## What this task involves
Rename "whole-number pixels" to "integer pixel values" throughout all the entries below, keep every other line the same, and omit the pictures from your output.

Recorded data:
══════════════════════════════
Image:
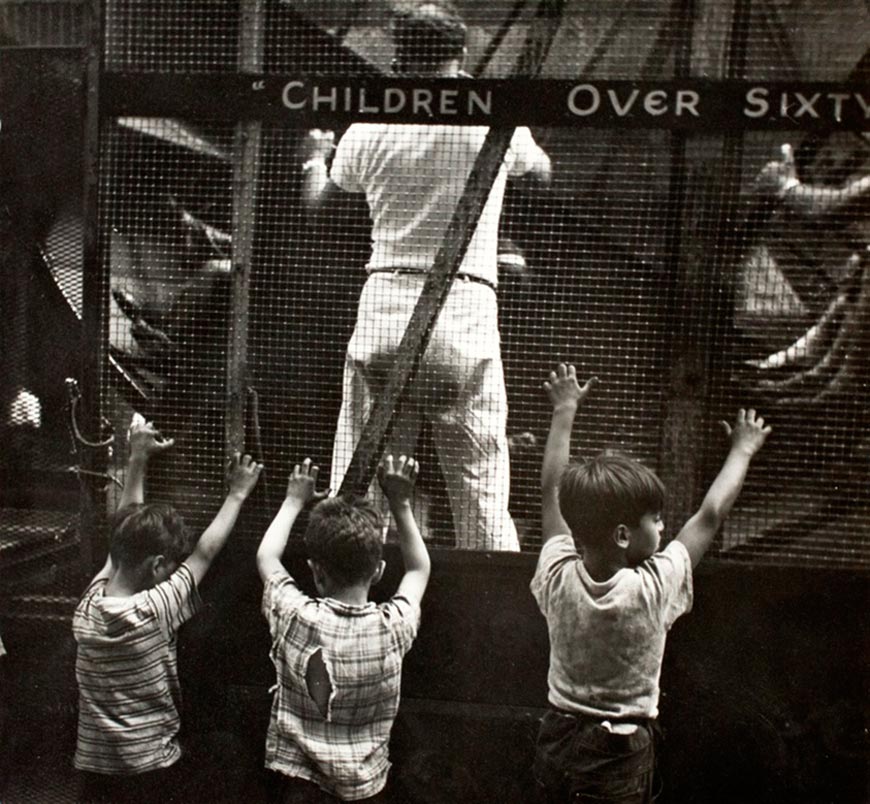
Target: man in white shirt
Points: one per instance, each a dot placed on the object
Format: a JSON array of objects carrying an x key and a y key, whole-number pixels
[{"x": 413, "y": 177}]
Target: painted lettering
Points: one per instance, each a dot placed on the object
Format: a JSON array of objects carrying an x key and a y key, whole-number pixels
[
  {"x": 655, "y": 102},
  {"x": 806, "y": 105},
  {"x": 594, "y": 98},
  {"x": 364, "y": 108},
  {"x": 622, "y": 110},
  {"x": 394, "y": 100},
  {"x": 757, "y": 98},
  {"x": 285, "y": 95},
  {"x": 447, "y": 100},
  {"x": 687, "y": 100},
  {"x": 328, "y": 99}
]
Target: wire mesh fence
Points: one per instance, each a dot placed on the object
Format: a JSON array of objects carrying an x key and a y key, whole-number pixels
[{"x": 662, "y": 257}]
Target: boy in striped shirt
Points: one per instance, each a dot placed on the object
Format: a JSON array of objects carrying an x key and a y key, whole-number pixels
[
  {"x": 126, "y": 626},
  {"x": 338, "y": 656}
]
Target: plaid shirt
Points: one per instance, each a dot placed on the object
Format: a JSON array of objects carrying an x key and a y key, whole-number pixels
[
  {"x": 346, "y": 752},
  {"x": 127, "y": 674}
]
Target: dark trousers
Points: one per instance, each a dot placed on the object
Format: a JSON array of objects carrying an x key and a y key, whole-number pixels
[
  {"x": 161, "y": 786},
  {"x": 579, "y": 760}
]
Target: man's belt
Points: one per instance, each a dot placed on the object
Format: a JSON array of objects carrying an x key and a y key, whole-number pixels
[{"x": 461, "y": 277}]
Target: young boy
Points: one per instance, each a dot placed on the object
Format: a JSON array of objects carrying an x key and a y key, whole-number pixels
[
  {"x": 126, "y": 625},
  {"x": 338, "y": 657},
  {"x": 609, "y": 610}
]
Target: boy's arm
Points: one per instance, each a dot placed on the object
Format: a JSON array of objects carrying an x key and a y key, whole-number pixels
[
  {"x": 317, "y": 187},
  {"x": 397, "y": 480},
  {"x": 300, "y": 489},
  {"x": 747, "y": 437},
  {"x": 565, "y": 395},
  {"x": 243, "y": 476},
  {"x": 143, "y": 441},
  {"x": 811, "y": 200}
]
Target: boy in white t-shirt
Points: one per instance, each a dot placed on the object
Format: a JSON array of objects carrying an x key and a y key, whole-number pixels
[
  {"x": 609, "y": 610},
  {"x": 413, "y": 177}
]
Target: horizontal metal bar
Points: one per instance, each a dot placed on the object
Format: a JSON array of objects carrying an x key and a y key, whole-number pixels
[{"x": 674, "y": 104}]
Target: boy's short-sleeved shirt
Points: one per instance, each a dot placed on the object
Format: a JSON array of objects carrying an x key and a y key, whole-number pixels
[
  {"x": 413, "y": 177},
  {"x": 127, "y": 674},
  {"x": 362, "y": 647},
  {"x": 607, "y": 639}
]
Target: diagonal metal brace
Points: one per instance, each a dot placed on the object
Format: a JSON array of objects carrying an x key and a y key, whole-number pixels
[{"x": 463, "y": 224}]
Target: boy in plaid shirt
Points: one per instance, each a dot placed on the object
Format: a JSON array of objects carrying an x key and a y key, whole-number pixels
[{"x": 338, "y": 657}]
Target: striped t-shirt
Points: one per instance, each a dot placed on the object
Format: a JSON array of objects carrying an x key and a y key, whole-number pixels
[
  {"x": 345, "y": 752},
  {"x": 127, "y": 674}
]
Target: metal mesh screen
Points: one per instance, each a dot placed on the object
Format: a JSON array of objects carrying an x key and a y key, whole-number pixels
[
  {"x": 658, "y": 259},
  {"x": 40, "y": 300}
]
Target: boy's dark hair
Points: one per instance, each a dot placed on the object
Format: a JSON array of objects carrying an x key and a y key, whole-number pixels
[
  {"x": 140, "y": 531},
  {"x": 344, "y": 537},
  {"x": 610, "y": 489},
  {"x": 427, "y": 36}
]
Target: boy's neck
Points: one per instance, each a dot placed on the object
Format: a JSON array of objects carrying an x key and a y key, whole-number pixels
[
  {"x": 357, "y": 595},
  {"x": 123, "y": 583},
  {"x": 603, "y": 565}
]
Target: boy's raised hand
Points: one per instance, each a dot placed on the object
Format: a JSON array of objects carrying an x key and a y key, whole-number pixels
[
  {"x": 397, "y": 478},
  {"x": 563, "y": 389},
  {"x": 243, "y": 473},
  {"x": 145, "y": 439},
  {"x": 318, "y": 144},
  {"x": 301, "y": 485},
  {"x": 748, "y": 433}
]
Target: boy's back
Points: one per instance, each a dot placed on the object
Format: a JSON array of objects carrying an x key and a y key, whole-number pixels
[
  {"x": 607, "y": 639},
  {"x": 362, "y": 646},
  {"x": 126, "y": 653},
  {"x": 338, "y": 657}
]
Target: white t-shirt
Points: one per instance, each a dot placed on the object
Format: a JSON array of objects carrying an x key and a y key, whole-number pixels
[
  {"x": 413, "y": 177},
  {"x": 607, "y": 639}
]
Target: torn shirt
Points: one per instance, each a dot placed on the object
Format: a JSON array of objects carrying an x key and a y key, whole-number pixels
[{"x": 345, "y": 752}]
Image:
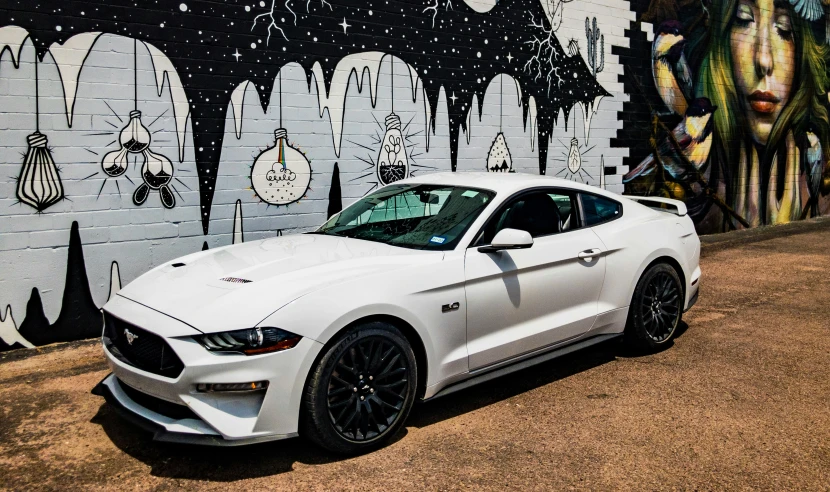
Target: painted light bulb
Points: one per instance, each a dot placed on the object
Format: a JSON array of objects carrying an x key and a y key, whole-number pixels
[
  {"x": 135, "y": 137},
  {"x": 39, "y": 185},
  {"x": 157, "y": 172},
  {"x": 281, "y": 174},
  {"x": 574, "y": 158},
  {"x": 115, "y": 163},
  {"x": 393, "y": 162},
  {"x": 499, "y": 160}
]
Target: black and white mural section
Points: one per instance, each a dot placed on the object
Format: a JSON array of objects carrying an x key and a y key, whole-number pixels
[
  {"x": 72, "y": 198},
  {"x": 174, "y": 127}
]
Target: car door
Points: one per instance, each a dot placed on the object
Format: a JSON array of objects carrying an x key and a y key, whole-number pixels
[{"x": 522, "y": 300}]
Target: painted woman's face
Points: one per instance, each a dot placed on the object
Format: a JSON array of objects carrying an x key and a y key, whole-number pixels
[{"x": 763, "y": 61}]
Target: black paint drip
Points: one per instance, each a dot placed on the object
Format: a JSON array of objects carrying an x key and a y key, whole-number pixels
[{"x": 79, "y": 317}]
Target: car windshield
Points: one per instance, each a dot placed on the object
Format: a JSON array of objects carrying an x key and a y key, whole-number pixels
[{"x": 415, "y": 216}]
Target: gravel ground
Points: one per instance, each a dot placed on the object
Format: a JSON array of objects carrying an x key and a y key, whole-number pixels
[{"x": 741, "y": 400}]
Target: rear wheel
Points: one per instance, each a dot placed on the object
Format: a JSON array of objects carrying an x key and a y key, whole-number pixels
[
  {"x": 656, "y": 308},
  {"x": 361, "y": 391}
]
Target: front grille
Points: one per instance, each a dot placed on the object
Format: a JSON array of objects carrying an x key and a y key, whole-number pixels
[
  {"x": 161, "y": 407},
  {"x": 148, "y": 351}
]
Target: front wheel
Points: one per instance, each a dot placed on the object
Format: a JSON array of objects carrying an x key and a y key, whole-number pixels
[
  {"x": 361, "y": 391},
  {"x": 656, "y": 309}
]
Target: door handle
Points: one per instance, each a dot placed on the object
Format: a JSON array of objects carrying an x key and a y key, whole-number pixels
[{"x": 589, "y": 254}]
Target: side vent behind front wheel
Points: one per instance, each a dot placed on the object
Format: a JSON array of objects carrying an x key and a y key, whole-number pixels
[{"x": 235, "y": 280}]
══════════════════════════════
## Output for this exercise
Image:
Target: man in white shirt
Points: one per instance, each a dot placed on the object
Format: a JSON array of objects carrying an x key and a y key, integer pixel values
[{"x": 413, "y": 177}]
Target: painted lettering
Points: one per instance, each a dot placed on the object
Format: a JSON array of objects carrying an x key and a y key, integer pixel values
[
  {"x": 655, "y": 102},
  {"x": 806, "y": 105},
  {"x": 594, "y": 98},
  {"x": 364, "y": 108},
  {"x": 622, "y": 110},
  {"x": 394, "y": 100},
  {"x": 757, "y": 98},
  {"x": 285, "y": 95},
  {"x": 447, "y": 100},
  {"x": 687, "y": 100},
  {"x": 328, "y": 99}
]
Target: wire mesh fence
Points: one per instance, each a dot placed on the object
Format: a JSON array of objects carrying an x key and a y key, integer pixel values
[{"x": 662, "y": 257}]
Target: boy in striped shirt
Points: one per instance, each a dot placed on the object
Format: a JSON array of objects carrying an x key and a y key, integer pixel values
[
  {"x": 126, "y": 626},
  {"x": 338, "y": 656}
]
Target: plaid shirt
Points: one per instance, each a dot placed on the object
Format: a JSON array of objects carrying an x key and a y key, integer pixel values
[
  {"x": 346, "y": 752},
  {"x": 127, "y": 674}
]
Target: dark trousers
Points: one per instance, each a dot placed on the object
Format: a JSON array of objects carrying an x key and a y key, integer pixel values
[
  {"x": 161, "y": 786},
  {"x": 579, "y": 760}
]
Target: man's belt
Points: one per instance, each a dot placed on the object
Format: a JSON array of objects carrying an x key and a y key, integer pixel values
[{"x": 461, "y": 277}]
Target: young boy
Points: one per instance, each a dot placed on the object
Format: a JSON array of objects carrying an x key and a y key, integer pixel values
[
  {"x": 126, "y": 625},
  {"x": 338, "y": 657},
  {"x": 609, "y": 610}
]
Target: boy's arm
Points: one per instance, each a dot placed on the object
Format: a JSON array of objects carrying an x key and a y key, integer pixel values
[
  {"x": 317, "y": 187},
  {"x": 397, "y": 480},
  {"x": 300, "y": 489},
  {"x": 747, "y": 437},
  {"x": 565, "y": 395},
  {"x": 243, "y": 476},
  {"x": 143, "y": 441},
  {"x": 811, "y": 200}
]
Target: boy in white t-shirt
Points: one per instance, each a dot placed on the object
Format: a JSON array of objects carrying an x key and a y key, integer pixel values
[
  {"x": 609, "y": 610},
  {"x": 413, "y": 177}
]
Target: horizontal metal bar
Points: one per instance, each a dot placed on the object
Format: a JSON array of objects carrying an x key and a y key, integer pixel values
[{"x": 674, "y": 104}]
Target: boy's short-sleeved shirt
Points: one per instance, each a dot placed on the object
Format: a JSON array of objects carrying an x key and a y key, integer pixel values
[
  {"x": 413, "y": 177},
  {"x": 127, "y": 674},
  {"x": 362, "y": 647},
  {"x": 607, "y": 639}
]
Target: diagonal metal brace
Points: one per instance, each a dot placed on the object
Format: a JSON array of objects carrying an x key and a y key, integer pixel values
[{"x": 463, "y": 224}]
Target: boy in plaid shirt
Points: one per instance, each a dot placed on the object
Format: a JSON array of objects carrying an x key and a y key, integer pixel values
[{"x": 338, "y": 657}]
Target: striped t-shirt
Points: one per instance, each a dot placed on the object
Format: a JSON array of objects carrying an x key and a y key, integer pixel values
[
  {"x": 345, "y": 752},
  {"x": 127, "y": 674}
]
Target: metal mesh screen
Points: one per instance, each a dot placed on the object
Format: a JSON array of objects carrying an x key and a y key, integer pixel values
[
  {"x": 658, "y": 259},
  {"x": 40, "y": 300}
]
Target: boy's dark hair
Points: one per instance, each a dot placed on the object
Format: a JSON array of objects carrying an x key and a y key, integer pixel values
[
  {"x": 140, "y": 531},
  {"x": 344, "y": 537},
  {"x": 610, "y": 489},
  {"x": 427, "y": 36}
]
Target: boy's neck
Points: one per instance, each a dot placed on the object
Format: a JSON array of objects carrying an x key and a y key, integer pixel values
[
  {"x": 357, "y": 595},
  {"x": 123, "y": 583},
  {"x": 603, "y": 565}
]
Target: boy's raised hand
Points: one per instance, each a dot placed on the object
Format: a JSON array of objects carrying an x key and a y key, integer pixel values
[
  {"x": 397, "y": 478},
  {"x": 563, "y": 389},
  {"x": 243, "y": 473},
  {"x": 145, "y": 439},
  {"x": 318, "y": 144},
  {"x": 301, "y": 485},
  {"x": 748, "y": 433}
]
Target: boy's back
Points: one per instance, each a dot placed on the object
Format: a JSON array of objects carrying an x key and a y key, integer pixel values
[
  {"x": 607, "y": 639},
  {"x": 362, "y": 646},
  {"x": 126, "y": 653},
  {"x": 338, "y": 657}
]
Target: white t-shirt
Points: one per instance, each a dot placed on the object
Format: a JSON array of objects carrying an x key and a y key, integer pixel values
[
  {"x": 413, "y": 177},
  {"x": 607, "y": 639}
]
Target: torn shirt
Points: one per instance, each a dot placed on the object
Format: a JSON array of objects carrying an x key and a y key, integer pixel values
[{"x": 345, "y": 752}]
Image:
Target: painted light bulb
Points: one per instance, each a dot placed on the object
Format: a JSON array of objects carrying an x key and a y key, integer pixel values
[
  {"x": 135, "y": 137},
  {"x": 39, "y": 185},
  {"x": 157, "y": 172},
  {"x": 281, "y": 174},
  {"x": 574, "y": 158},
  {"x": 115, "y": 163},
  {"x": 393, "y": 162},
  {"x": 499, "y": 160}
]
Target: black and white mural section
Points: one per instance, each a dot placed on the object
Format: a JSON array of objects carrying an x key and a y key, integer pixel values
[
  {"x": 72, "y": 198},
  {"x": 174, "y": 127}
]
Target: car door
Points: one per instance, each a dot placed on the object
Format: a JSON array of objects carrying an x key and a y key, integer pixel values
[{"x": 522, "y": 300}]
Target: painted woman's face
Points: one per instance, each a dot placed on the object
Format: a JSON array of objects carrying an x key and a y key, integer pixel values
[{"x": 763, "y": 61}]
Target: black paint drip
Points: one per instance, each a dot placed on the object
Format: a JSON array of objects carrying an x key and a y key, integer pixel values
[{"x": 79, "y": 317}]
Target: car windshield
Points: one per instance, each a dot placed on the object
Format: a JSON array of objects carrying an x key and a y key, integer pixel values
[{"x": 415, "y": 216}]
Target: gravel ground
Points: one per instance, each a dot placed on the object
Format: a JSON array of objects carrying an x key and a y key, integer pixel values
[{"x": 741, "y": 400}]
Target: rear wheel
Points: one per instance, each a dot placed on the object
Format: a JSON array of objects carrying an x key and a y key, integer pixel values
[
  {"x": 656, "y": 308},
  {"x": 361, "y": 391}
]
Target: front grille
Points: one per instance, each a dot placed on the object
Format: a JSON array of objects carrying an x key and a y key, integer pixel values
[
  {"x": 161, "y": 407},
  {"x": 148, "y": 351}
]
Target: front wheel
Points: one per instance, each a dot placed on the object
Format: a JSON array of objects carrying an x key and a y key, integer pixel values
[
  {"x": 361, "y": 391},
  {"x": 656, "y": 309}
]
Target: door handle
Points: one per instance, each a dot placed on the object
Format: a JSON array of objects carrying an x key and a y key, integer pixel values
[{"x": 589, "y": 254}]
Target: side vent behind front wheel
Points: one per instance, each a dot placed on the object
Format: a JSON array of objects carrying an x key and a y key, integer pixel values
[{"x": 235, "y": 280}]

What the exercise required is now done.